**EXERCISES:**
1. Render this sentence from the article on women leaders into Spanish: "The survey shows that for every woman at a director level who gets promoted, two women directors are choosing to quit."
2. Pick up the article on women leaders after its last paragraph and keep writing it.

The Great Breakup: Why Women Leaders Are Calling It Quits
And where they’re going.
Over the past two years, something contagious swept through the American workforce. We’re not talking about the pandemic, but rather the spread of an interesting sentiment: Employees grew detached from their jobs, and millions quit. This phenomenon, dubbed the Great Resignation, has been thoroughly dissected by economists, sociologists, workplace consultants, and in hundreds of thinkpieces. But a new report by Lean In and McKinsey has revealed a new facet of the trend.
Its Women in the Workplace report, an annual survey of thousands of employees, found that women who’ve ascended to the top of their companies are leaving their posts at an unprecedented rate. The survey shows that for every woman at a director level who gets promoted, two women directors are choosing to quit.
“I wish we were making more progress,” says Lean In CEO and co-founder Rachel Thomas.
Why we’re losing women leaders
Lean In is calling the mass departure of women leaders the “Great Breakup,” and Thomas believes a few different things are fueling it. One issue, that’s likely existed for as long as women have been in boardrooms, is that female leaders are more often the target of microaggressions — like having their competence questioned or being mistaken for someone more junior. These slights add up: Female employees report that microaggressions subtly undermine their authority and view them as a sign that it may be harder to advance in a work environment.
Another long-standing issue is what Thomas calls the “double shift.” Studies show that as men rise up the ranks, they typically do less housework. The same isn’t true for most women, Thomas explains. So even with more responsibility at work, women are still expected to perform the bulk of the work at home, and spend more time caring for kids or relatives. That dynamic has stretched many high-ranking women thin.

**INFORMATION GIVEN:**
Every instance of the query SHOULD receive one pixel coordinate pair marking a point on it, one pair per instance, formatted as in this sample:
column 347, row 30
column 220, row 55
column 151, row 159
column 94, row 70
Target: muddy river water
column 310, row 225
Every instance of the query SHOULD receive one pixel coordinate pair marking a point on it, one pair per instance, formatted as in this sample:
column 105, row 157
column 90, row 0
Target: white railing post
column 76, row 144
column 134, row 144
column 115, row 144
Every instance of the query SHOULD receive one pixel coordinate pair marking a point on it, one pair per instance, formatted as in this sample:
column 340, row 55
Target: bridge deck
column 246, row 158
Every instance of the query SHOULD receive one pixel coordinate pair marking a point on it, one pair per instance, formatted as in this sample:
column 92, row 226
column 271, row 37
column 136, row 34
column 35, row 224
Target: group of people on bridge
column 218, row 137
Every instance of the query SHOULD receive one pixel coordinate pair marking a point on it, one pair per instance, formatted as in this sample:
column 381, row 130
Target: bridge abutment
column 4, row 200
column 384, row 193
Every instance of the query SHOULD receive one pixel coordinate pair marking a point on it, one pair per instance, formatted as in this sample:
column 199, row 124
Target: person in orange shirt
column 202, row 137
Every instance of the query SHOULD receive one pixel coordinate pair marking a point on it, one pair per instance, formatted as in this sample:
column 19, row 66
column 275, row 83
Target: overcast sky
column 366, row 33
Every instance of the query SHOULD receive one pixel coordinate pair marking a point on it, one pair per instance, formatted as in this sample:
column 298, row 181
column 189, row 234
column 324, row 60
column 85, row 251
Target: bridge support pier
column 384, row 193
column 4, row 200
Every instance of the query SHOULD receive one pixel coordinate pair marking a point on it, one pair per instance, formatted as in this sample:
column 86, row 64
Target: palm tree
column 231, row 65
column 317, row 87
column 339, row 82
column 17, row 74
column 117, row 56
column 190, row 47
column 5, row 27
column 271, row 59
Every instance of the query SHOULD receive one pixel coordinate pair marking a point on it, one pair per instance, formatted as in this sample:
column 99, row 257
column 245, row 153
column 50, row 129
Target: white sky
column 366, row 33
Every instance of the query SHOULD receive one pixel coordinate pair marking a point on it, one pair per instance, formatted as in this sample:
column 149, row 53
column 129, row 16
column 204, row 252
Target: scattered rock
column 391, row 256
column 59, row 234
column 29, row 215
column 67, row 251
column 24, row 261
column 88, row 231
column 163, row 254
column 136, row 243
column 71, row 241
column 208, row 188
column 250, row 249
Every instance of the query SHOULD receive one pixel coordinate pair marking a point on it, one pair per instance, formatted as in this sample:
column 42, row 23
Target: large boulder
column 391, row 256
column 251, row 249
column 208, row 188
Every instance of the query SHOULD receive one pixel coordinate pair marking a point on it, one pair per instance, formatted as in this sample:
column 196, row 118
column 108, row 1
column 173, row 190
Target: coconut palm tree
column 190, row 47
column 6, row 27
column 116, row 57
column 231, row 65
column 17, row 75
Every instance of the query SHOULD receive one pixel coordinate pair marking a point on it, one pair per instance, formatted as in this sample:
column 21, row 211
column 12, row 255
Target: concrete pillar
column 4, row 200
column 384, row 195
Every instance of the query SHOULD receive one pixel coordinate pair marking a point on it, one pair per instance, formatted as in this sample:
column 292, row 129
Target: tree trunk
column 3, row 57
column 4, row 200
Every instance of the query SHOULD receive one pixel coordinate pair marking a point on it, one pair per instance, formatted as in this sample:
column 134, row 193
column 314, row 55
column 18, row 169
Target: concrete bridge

**RESPONSES:**
1. La encuesta muestra que, por cada mujer de nivel directivo que recibe un ascenso, dos mujeres directoras deciden renunciar.

2.
But the pandemic changed the game. Within days, companies pivoted to allow their employees to work from home, having “embraced flexibility in a way that we never would’ve imagined pre-pandemic,” Thomas says. “Jobs that you never would’ve thought could be done remotely, all of a sudden we were doing remotely. Companies really rose to the moment,” she says.
That gave women hours of their days back to spend with their families. And, according to the Lean In report, it’s had a tremendous mental benefit, too. Women reported that they face fewer microaggressions and experience higher levels of psychological safety. But with the threat of the virus subsiding, many corporations have rushed to return to the status quo. And many women are refusing to go back. In a recent survey, 68 percent of women said they prefer remote work, compared to 57 percent of men. “They don’t wanna go back to business as usual,” Thomas says. “They wanna continue moving forward as a workplace.”